Usher’s wife, dream sequence version:
Netherworld (1992, David Schmoeller)
Zombie conspiracy movie with lots of birds and boobs, from the director of O.G. Puppet Master, this videotape was very popular with some teens I could mention who were stuck at their great aunt’s house. The wannabe-Phantasm flying stone hand never looked extremely cool, and holds up even worse in HD, but the birdies have never looked better. The stone hand facehugs a would-be rapist using its barbwire grapples and maybe transforms the guy into a bird, and we’re off.
These red-crested cardinals and a cockatoo get carted into the background of every room/scene:
Verbose young man Corey arrives at his late dad’s estate and meets the staff, including lawyer Robert Burr (a doctor in Return to Salem’s Lot), Anjanette Comer who runs the place (she starred in The Baby with Arletty from Messiah of Evil), and her hot young horsegirl daughter who is constantly hitting on Corey (naming her “Diane Palmer” was probably supposed to spark some connections I didn’t catch at the time). The horsegirl says to stay away from the feather-eared bird people at the brothel next door, but her mom is one of them. Corey got a note from his late dad saying someone named Dolores can help resurrect him, and guess where Dolores hangs out.
The director appears onscreen, at left, as if to say “don’t take any of this too seriously”:
Corey keeps acting confident as he blunders around, way over his head, risking his ass to save the father he never met. He gets it on with his dad’s girlfriend while guest star Edgar Winter blows a sax solo. Anjanette maybe tries to kill him, but gets blinded by Dolores. The alliances are confusing… and the meaning of the stone hand… lotta good birds though. Zombie Dad gets almost-resurrected, intending to inhabit his son’s body, but Corey fights back at the last minute and dad turns into a zombie muppet eclectus.
Messiah of Evil (1973, Willard Huyck)
This is the real stuff, pre-Lynchian eccentricity (even art directed by Jack Fisk) with rich color, good eerie music and some quirky sound editing.
Marianna Hill (Blood Beach, Schizoid) is seeking her missing dad, finds a hotel room throuple (Joy Bang of Night of the Cobra Woman; Anitra Ford of Invasion of the Bee Girls; Tiresome Tom) in the middle of interviewing freaked-out Elisha Cook, who says she’d better kill and burn her dad if she finds him. Anitra ditches the group now that Tom is slobbering over the new girl, she flees a rat-eating albino then comes across a gang of locals eating raw meat at Ralph’s, so they grab and eat her instead.

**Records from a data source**

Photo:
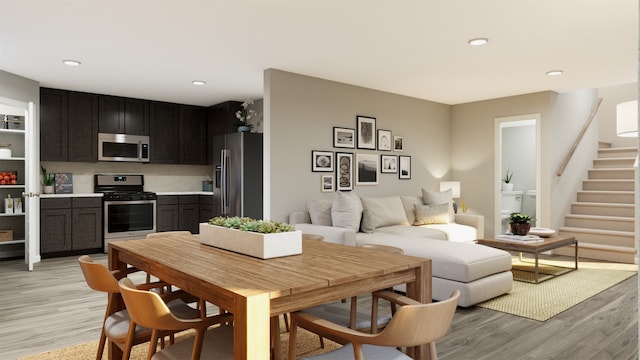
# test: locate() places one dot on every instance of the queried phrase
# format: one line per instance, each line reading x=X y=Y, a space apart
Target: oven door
x=128 y=220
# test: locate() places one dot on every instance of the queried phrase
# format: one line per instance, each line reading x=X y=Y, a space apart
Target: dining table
x=255 y=290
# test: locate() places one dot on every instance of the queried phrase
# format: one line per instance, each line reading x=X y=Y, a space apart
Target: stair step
x=617 y=152
x=607 y=163
x=617 y=197
x=612 y=173
x=607 y=209
x=609 y=184
x=600 y=222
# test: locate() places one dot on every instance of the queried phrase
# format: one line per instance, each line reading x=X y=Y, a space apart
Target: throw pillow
x=346 y=210
x=437 y=198
x=432 y=214
x=320 y=212
x=368 y=221
x=386 y=210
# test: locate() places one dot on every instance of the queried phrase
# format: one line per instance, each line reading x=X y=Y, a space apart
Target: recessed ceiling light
x=71 y=62
x=478 y=41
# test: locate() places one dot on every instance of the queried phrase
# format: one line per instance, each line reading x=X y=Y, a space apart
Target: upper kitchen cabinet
x=222 y=120
x=68 y=126
x=193 y=135
x=120 y=115
x=164 y=133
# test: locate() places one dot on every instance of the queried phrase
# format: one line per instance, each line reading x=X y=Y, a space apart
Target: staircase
x=603 y=217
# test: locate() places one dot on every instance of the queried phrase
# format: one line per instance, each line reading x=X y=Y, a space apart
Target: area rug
x=547 y=299
x=307 y=344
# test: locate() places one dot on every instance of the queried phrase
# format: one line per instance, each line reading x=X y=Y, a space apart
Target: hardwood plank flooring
x=52 y=307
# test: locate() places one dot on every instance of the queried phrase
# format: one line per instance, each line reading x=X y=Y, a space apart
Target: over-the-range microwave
x=121 y=147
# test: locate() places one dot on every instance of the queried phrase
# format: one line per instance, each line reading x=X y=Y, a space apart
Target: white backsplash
x=157 y=178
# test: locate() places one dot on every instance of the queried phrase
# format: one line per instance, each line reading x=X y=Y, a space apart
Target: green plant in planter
x=253 y=225
x=47 y=177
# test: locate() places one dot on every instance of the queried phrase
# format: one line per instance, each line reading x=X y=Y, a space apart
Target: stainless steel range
x=129 y=211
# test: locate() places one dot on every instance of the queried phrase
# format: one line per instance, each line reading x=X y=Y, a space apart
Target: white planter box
x=263 y=246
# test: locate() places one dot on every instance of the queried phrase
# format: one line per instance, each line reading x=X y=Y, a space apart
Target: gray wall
x=299 y=115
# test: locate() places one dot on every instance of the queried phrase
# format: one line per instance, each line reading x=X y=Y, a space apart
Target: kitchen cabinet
x=68 y=126
x=119 y=115
x=221 y=120
x=164 y=140
x=69 y=225
x=193 y=135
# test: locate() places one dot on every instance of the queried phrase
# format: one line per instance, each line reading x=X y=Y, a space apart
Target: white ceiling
x=153 y=49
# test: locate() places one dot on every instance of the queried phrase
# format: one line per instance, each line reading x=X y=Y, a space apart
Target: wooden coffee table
x=536 y=249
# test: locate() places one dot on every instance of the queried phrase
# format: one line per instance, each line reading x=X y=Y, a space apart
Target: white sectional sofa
x=479 y=272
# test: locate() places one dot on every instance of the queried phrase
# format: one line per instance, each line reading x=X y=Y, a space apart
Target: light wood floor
x=52 y=307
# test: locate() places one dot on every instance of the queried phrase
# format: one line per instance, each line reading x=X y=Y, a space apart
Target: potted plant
x=263 y=239
x=47 y=180
x=506 y=180
x=520 y=224
x=244 y=115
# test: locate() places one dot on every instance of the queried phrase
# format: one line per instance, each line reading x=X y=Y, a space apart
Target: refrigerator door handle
x=224 y=182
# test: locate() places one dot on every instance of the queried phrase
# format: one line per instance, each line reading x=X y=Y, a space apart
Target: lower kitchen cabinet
x=69 y=225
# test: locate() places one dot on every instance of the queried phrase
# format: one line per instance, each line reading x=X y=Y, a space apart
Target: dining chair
x=116 y=324
x=412 y=325
x=147 y=309
x=349 y=314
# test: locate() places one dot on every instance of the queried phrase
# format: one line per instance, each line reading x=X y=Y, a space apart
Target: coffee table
x=536 y=248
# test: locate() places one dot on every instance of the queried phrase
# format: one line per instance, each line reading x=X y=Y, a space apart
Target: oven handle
x=224 y=187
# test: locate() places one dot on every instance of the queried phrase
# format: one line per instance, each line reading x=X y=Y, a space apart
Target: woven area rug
x=307 y=343
x=547 y=299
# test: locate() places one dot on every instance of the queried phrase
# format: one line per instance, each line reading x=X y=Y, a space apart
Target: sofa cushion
x=432 y=214
x=409 y=203
x=320 y=212
x=464 y=262
x=412 y=231
x=346 y=210
x=439 y=197
x=385 y=210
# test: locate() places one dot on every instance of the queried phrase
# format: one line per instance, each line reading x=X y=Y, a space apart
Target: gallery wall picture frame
x=367 y=169
x=366 y=132
x=327 y=184
x=404 y=167
x=384 y=140
x=344 y=171
x=398 y=143
x=344 y=137
x=389 y=164
x=321 y=161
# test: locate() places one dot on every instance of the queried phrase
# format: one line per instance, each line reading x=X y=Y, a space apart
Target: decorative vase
x=520 y=228
x=263 y=246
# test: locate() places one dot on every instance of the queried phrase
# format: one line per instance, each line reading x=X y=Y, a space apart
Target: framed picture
x=404 y=167
x=398 y=143
x=344 y=171
x=388 y=164
x=384 y=140
x=366 y=132
x=327 y=183
x=321 y=161
x=367 y=170
x=344 y=137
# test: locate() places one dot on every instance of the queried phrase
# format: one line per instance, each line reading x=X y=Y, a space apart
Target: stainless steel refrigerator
x=237 y=160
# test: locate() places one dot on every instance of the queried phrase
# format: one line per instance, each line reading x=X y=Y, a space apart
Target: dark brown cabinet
x=68 y=126
x=70 y=224
x=120 y=115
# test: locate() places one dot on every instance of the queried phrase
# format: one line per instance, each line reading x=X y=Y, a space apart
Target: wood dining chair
x=147 y=309
x=412 y=325
x=116 y=325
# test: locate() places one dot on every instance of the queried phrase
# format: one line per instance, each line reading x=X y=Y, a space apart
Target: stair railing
x=565 y=162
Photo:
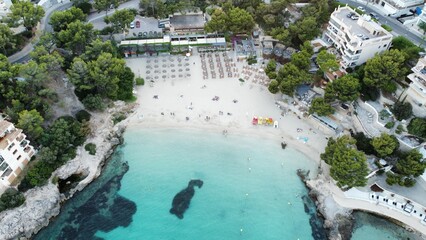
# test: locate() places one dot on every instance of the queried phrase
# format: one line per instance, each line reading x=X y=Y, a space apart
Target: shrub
x=85 y=7
x=11 y=198
x=91 y=148
x=402 y=110
x=94 y=102
x=106 y=30
x=409 y=182
x=389 y=125
x=118 y=117
x=387 y=28
x=83 y=115
x=392 y=179
x=140 y=81
x=417 y=127
x=399 y=129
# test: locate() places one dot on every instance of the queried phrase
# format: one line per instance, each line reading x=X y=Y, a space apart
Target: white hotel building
x=15 y=153
x=357 y=39
x=417 y=89
x=397 y=7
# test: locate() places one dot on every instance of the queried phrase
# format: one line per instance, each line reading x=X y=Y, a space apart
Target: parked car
x=374 y=15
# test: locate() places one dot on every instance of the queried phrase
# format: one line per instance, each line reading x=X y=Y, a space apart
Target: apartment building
x=397 y=7
x=357 y=38
x=15 y=152
x=417 y=89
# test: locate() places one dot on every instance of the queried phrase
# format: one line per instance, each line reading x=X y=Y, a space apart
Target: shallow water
x=250 y=191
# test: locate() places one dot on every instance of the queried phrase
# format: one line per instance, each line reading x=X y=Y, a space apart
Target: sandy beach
x=188 y=103
x=226 y=104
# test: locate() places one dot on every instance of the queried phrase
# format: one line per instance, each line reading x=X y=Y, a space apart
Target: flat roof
x=327 y=121
x=364 y=25
x=187 y=21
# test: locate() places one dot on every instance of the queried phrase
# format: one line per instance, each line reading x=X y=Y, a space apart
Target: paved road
x=24 y=54
x=97 y=19
x=44 y=26
x=397 y=27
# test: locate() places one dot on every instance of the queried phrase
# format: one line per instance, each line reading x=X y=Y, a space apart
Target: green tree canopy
x=26 y=13
x=411 y=165
x=385 y=144
x=273 y=86
x=410 y=50
x=417 y=127
x=104 y=5
x=51 y=62
x=106 y=76
x=402 y=110
x=281 y=34
x=6 y=37
x=289 y=77
x=383 y=69
x=301 y=60
x=76 y=37
x=348 y=166
x=30 y=122
x=321 y=107
x=97 y=47
x=422 y=26
x=60 y=19
x=345 y=89
x=304 y=30
x=218 y=22
x=327 y=61
x=240 y=21
x=363 y=143
x=11 y=198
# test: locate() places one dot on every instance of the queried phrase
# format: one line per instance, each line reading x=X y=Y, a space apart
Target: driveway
x=397 y=27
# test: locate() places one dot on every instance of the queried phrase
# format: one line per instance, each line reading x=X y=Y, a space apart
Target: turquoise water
x=250 y=191
x=367 y=226
x=245 y=187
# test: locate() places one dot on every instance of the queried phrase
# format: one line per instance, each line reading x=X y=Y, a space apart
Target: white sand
x=253 y=100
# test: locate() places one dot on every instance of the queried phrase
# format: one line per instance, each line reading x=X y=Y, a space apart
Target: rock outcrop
x=43 y=203
x=338 y=221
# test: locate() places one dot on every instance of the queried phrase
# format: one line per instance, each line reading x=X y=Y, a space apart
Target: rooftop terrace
x=364 y=25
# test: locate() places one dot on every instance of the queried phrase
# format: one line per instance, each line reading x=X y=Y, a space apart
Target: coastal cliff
x=338 y=221
x=43 y=203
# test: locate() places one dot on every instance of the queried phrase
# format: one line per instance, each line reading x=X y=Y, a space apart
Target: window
x=11 y=146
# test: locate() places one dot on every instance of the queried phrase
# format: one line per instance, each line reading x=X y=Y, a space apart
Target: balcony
x=27 y=149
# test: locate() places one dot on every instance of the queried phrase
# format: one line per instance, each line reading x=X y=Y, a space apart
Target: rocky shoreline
x=338 y=221
x=44 y=203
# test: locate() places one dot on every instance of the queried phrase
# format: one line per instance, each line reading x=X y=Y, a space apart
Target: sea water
x=250 y=191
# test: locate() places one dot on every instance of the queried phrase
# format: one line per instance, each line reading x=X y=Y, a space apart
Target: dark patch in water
x=315 y=221
x=97 y=208
x=182 y=200
x=65 y=185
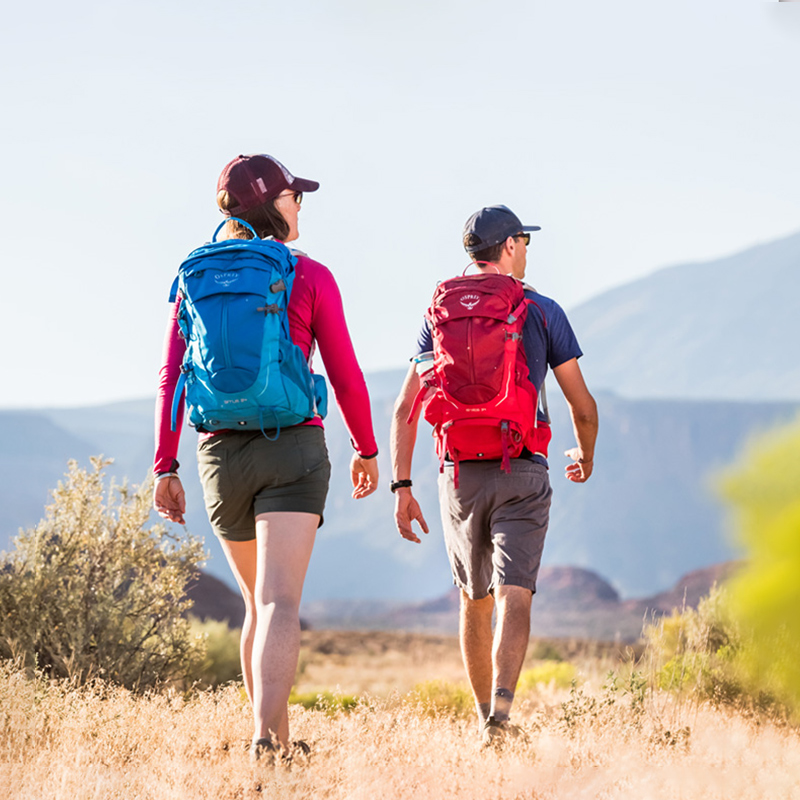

**DIRECTIONS**
A. In the movie reviews, who is named as the art director of Messiah of Evil?
B. Write the next part of the movie reviews, picking up right after their final sentence.
The records have no connection to the movie reviews.

**ANSWERS TO THE PROBLEMS**
A. Jack Fisk

B.
Marianna finds dad’s house and his diary entries about gradually turning into a zombie. She’s not doing so well herself, vomiting up bugs and lizards. Tom hasn’t adequately explained himself, claims to be just an art dealer, but knows that the bleeding eyes indicate a transformation is starting. Sometimes zombification takes long enough to leave behind an entire diary, sometimes it happens real fast (a cop changes sides mid-shootout). Dad Royal Dano (Gramps in House II, the farmer in Killer Klowns) finally comes home to provide an 1870s backstory flashback about a dark priest hiding in the sea. But it stays compellingly mysterious because none of these things exactly come together – even the DVD commentary guys agree that it’s never clear exactly what’s the deal in this town. The directors getting kicked off the movie before the editing couldn’t have helped.
Royal Le Fou, he blue himself:
All sorts of weirdos show up in this. The first victim is Walter Hill, a rude art gallery guy is Morgan Fisher, a murdered mechanic was the killer Santa from Silent Night Deadly Night. Huyck directed Howard the Duck, which I’m not keen to revisit even though I enjoyed it when I was ten, and with Gloria Katz he wrote Radioland Murders and Temple of Doom. Elisha was prolific – it’s exciting to think I’ve got 100 more Elisha performances to go.